To be done: Would you write out the listing verbatim and skip every picture in it?

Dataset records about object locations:
• • •

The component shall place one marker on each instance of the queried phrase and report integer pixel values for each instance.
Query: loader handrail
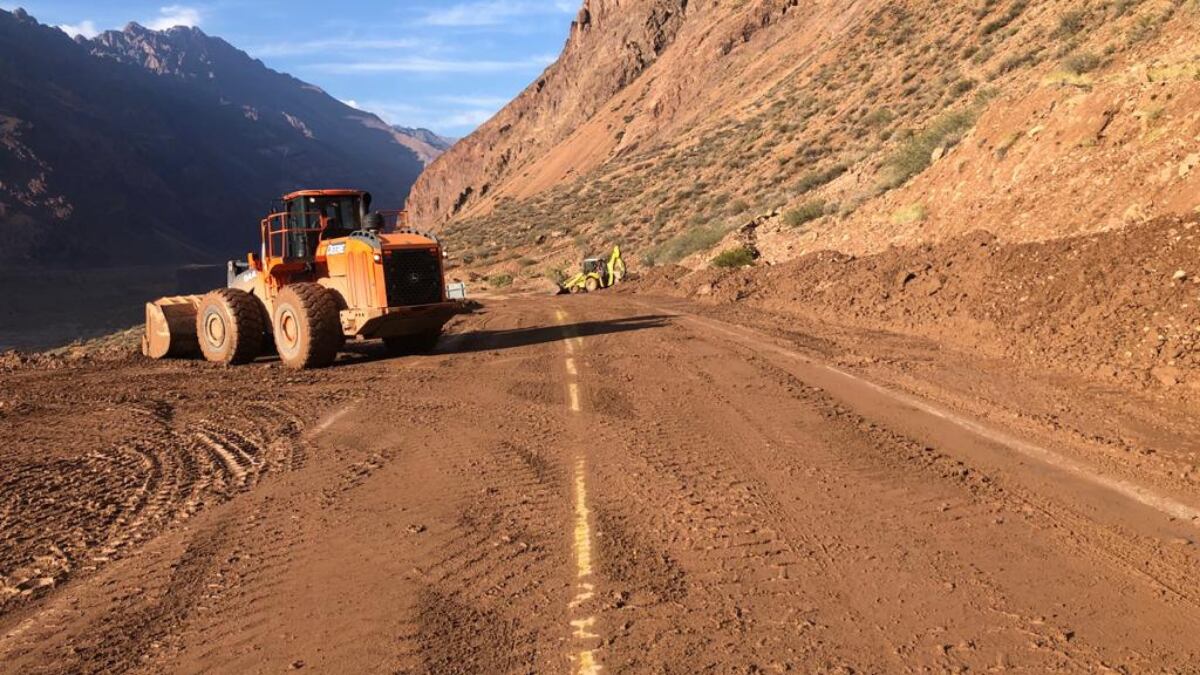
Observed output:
(279, 237)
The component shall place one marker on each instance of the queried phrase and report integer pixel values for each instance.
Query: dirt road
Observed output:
(605, 484)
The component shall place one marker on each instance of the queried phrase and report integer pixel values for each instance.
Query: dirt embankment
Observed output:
(1119, 306)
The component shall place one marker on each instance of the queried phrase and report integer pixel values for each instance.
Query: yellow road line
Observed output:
(574, 390)
(583, 627)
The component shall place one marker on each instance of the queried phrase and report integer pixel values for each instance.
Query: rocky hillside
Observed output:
(853, 125)
(145, 147)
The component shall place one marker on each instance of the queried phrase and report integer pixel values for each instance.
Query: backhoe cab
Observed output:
(328, 270)
(598, 273)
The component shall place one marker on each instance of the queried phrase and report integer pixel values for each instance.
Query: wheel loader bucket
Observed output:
(171, 328)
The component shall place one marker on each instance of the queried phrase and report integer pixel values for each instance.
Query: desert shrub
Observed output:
(813, 180)
(738, 256)
(1071, 23)
(804, 214)
(738, 207)
(879, 118)
(687, 243)
(1008, 17)
(916, 154)
(1081, 63)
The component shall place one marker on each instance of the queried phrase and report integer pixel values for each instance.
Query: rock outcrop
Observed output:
(147, 147)
(867, 123)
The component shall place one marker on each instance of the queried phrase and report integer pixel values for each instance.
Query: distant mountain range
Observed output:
(143, 147)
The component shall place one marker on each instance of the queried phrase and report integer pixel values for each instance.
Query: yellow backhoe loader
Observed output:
(597, 274)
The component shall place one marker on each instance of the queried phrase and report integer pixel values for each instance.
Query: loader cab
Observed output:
(306, 219)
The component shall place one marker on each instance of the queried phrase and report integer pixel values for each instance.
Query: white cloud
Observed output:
(85, 28)
(491, 12)
(174, 15)
(424, 65)
(307, 47)
(495, 102)
(450, 119)
(466, 118)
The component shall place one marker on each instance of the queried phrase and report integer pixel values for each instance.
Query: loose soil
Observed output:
(762, 493)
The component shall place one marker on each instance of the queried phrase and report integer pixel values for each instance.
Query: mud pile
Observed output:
(1120, 305)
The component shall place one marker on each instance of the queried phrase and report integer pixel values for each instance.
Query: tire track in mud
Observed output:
(165, 471)
(1169, 568)
(894, 463)
(486, 583)
(714, 467)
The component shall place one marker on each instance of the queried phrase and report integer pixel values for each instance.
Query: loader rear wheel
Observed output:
(229, 327)
(307, 328)
(418, 344)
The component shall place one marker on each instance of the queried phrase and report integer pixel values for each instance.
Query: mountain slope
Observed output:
(869, 124)
(144, 147)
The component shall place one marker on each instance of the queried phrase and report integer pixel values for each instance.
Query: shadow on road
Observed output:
(510, 339)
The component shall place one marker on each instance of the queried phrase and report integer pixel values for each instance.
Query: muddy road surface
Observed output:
(595, 484)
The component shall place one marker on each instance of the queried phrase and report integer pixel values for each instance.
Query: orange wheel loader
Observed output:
(328, 270)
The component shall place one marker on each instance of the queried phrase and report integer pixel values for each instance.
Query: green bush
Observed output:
(1081, 63)
(1071, 23)
(804, 214)
(916, 154)
(810, 181)
(687, 243)
(739, 256)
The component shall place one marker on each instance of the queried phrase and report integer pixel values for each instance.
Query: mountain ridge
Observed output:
(852, 126)
(143, 147)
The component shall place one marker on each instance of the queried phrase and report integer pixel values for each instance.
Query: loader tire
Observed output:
(229, 327)
(418, 344)
(307, 328)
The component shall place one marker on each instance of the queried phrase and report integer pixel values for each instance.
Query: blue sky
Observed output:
(445, 66)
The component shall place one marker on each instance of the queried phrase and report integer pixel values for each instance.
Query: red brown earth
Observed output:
(901, 123)
(750, 491)
(1121, 309)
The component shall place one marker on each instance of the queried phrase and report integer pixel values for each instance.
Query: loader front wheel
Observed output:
(229, 327)
(307, 328)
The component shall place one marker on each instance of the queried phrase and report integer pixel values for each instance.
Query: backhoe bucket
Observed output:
(171, 328)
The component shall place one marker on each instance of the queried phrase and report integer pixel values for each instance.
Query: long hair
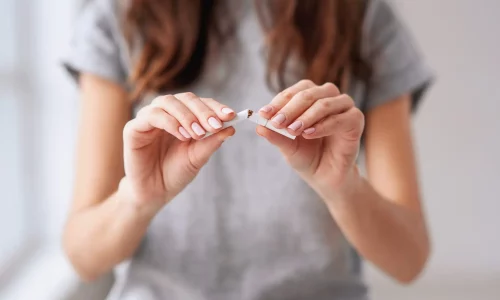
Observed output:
(324, 35)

• • •

Output for this exercise:
The component shall place one marker on each instance of the queried phrase and report integer pixel values for each instance.
Query: loader handrail
Observed output:
(279, 237)
The component shall place one marker on each instance of the queried phrase and report integer pixel values for each instance.
Query: dirt road
Observed output:
(605, 484)
The component shall place one marker on each instance of the queried phrase and report integer pixel values for each instance.
Query: dirt embankment
Observed output:
(1119, 306)
The component shall place one marker on each instance of the queried phrase and report integer pixel values for each instance.
Query: yellow road line
Observed output:
(574, 390)
(583, 627)
The component shall place one marker on each instance of the queried phrase and report integer pixel values for each instance.
Query: rocky hillside
Observed output:
(853, 125)
(145, 147)
The component shall place one marker on each instance of the queried phrase and report integer pixel values for each instance.
Query: backhoe cab
Observed output:
(328, 270)
(598, 273)
The component shall place one marker on each instance of the queried phrase and report integer pixel values for each instance.
Query: wheel loader bucket
Observed output:
(171, 328)
The component shall place one marker on each instance of the queried phrase and report integer pixel values for each instance.
Query: desert shrub
Observed output:
(813, 180)
(738, 256)
(1071, 23)
(804, 214)
(738, 207)
(879, 118)
(687, 243)
(1008, 17)
(916, 154)
(1081, 63)
The component shall place one marker on each instance of the queried phrase and report integer pixel values for each instance.
Query: rock outcrop
Observed output:
(147, 147)
(867, 123)
The component shall place one marker on each instance of the queried phrase and report integer pixel values for each instance.
Query: distant mountain range
Observed output:
(143, 147)
The component shall place one marker on each instance of the queried phrase and report integer pixel values for each instance.
Query: yellow backhoe loader
Observed output:
(597, 274)
The component shall place one marker on each instance of the queried phrase and report integer pixel values for each instance.
Query: loader cab
Observed output:
(306, 219)
The component shall place one marker on each instance of the queried phrase and report integer pixel values for each instance.
Query: white cloud
Observed output:
(85, 28)
(491, 12)
(174, 15)
(424, 65)
(307, 47)
(495, 102)
(450, 119)
(466, 118)
The component shall place one marker on each instance of the queried phrase and report integer pixel values for each instance.
Query: loose soil
Observed output:
(762, 493)
The component shall place one marker on each instance of the queried phrase and report integer pixel values for each instance.
Query: mud pile
Observed output:
(1120, 305)
The component shall place one marker on each instance of the queried phrase and report integer pixel values for each instance.
Query: tire track in mud
Observed output:
(165, 471)
(1169, 568)
(894, 463)
(486, 583)
(714, 467)
The component shall place one marker on each instance of the queried phrase and report integer pixel values for each instance.
Query: loader rear wheel
Observed output:
(229, 327)
(307, 328)
(418, 344)
The component shall place one marker on each instance of the queried phrase and report integer pixel values for each instance.
Query: mountain slope
Observed output:
(869, 124)
(144, 147)
The component shall place one marker on each instance of the queried phrase and report integer pixel values for each instance.
Query: shadow on road
Observed output:
(510, 339)
The component shall place one marker on each instance of the queried phrase and report integer pixel values for each instance.
Query: muddy road surface
Observed output:
(595, 484)
The component shall place one marker on each instance of the queried phrase and report integer pixel values for each instance.
Query: orange wheel loader
Observed output:
(328, 270)
The component shall place one marker on each instance of the queried phrase and report integer pixel values for each instance.
Query: green bush
Observed output:
(1081, 63)
(1071, 23)
(804, 214)
(916, 154)
(810, 181)
(687, 243)
(739, 256)
The component shall place one marker on each instance of the queried phrase and report integer pixel values for each instance.
Query: mountain ridge
Observed output:
(852, 126)
(143, 147)
The component shall place one marker on each instance of the queried phrase and report integer pixel values for each instance.
Query: loader tire
Observed output:
(229, 327)
(418, 344)
(307, 328)
The component shall place one marker on each instance of the queried phrase and report integer pixel values for each instance.
Query: blue sky
Observed output:
(445, 66)
The component shall place one marker on each instance of the queried phrase and report integer pixel values for each instance.
Query: red brown earth
Observed output:
(901, 123)
(750, 491)
(1121, 309)
The component shall place one marker on each instance of the queried phrase and report integer pixel values for each instance.
Query: loader front wheel
Observed output:
(229, 327)
(307, 328)
The component shall place one marker on each instance of the queried phrase and report integer pixel values for each instance.
Query: backhoe bucket
Observed output:
(171, 328)
The component shall place one marker on each instance of the queried phrase and report integer pixel values for each instance.
Query: long hair
Observed output:
(324, 35)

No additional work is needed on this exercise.